━━━━━ Data extracts ━━━━━
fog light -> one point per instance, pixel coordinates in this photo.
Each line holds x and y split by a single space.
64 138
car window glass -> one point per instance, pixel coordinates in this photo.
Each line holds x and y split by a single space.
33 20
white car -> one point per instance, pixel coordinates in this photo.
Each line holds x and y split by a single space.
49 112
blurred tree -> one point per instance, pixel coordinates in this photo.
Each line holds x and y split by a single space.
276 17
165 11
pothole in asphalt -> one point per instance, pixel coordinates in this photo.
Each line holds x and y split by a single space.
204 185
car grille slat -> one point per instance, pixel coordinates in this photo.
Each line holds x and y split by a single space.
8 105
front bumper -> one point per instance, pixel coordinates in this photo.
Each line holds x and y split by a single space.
━━━━━
With nothing added or dropped, write out the listing again.

Exercise solution:
fog light -> one point per instance, pixel coordinates in this photo.
Each line holds x and y split by a single space.
64 138
car window glass -> one point per instance, pixel coordinates in this photo.
Each line holds x and y split by a single space.
33 20
white car -> one point per instance, pixel coordinates in this photo.
Each line holds x and y split by a single space.
49 112
blurred tree -> one point per instance, pixel coordinates in this photo.
Each line holds x and y split by a single space.
276 17
165 11
pothole in asphalt -> one point per instance, pixel coordinates in this photo.
Each line holds x and y split by a single space.
204 185
car grille slat -> one point per instance, pixel coordinates in this photo.
Each line holds x and y split by a single space.
8 105
front bumper -> one point per instance, pixel coordinates in this photo.
Each line holds x and y split by a single space.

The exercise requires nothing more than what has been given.